### [Exercise aim]
Please retype only the lines below that run from the one containing "# label each" through the last line, both included, without altering a word.

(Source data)
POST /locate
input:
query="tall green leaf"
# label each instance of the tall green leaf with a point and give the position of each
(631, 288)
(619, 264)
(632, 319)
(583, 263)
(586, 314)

### [Output of the task]
# label each instance of the tall green leaf with a point and give the position of each
(631, 288)
(619, 264)
(632, 319)
(583, 263)
(586, 314)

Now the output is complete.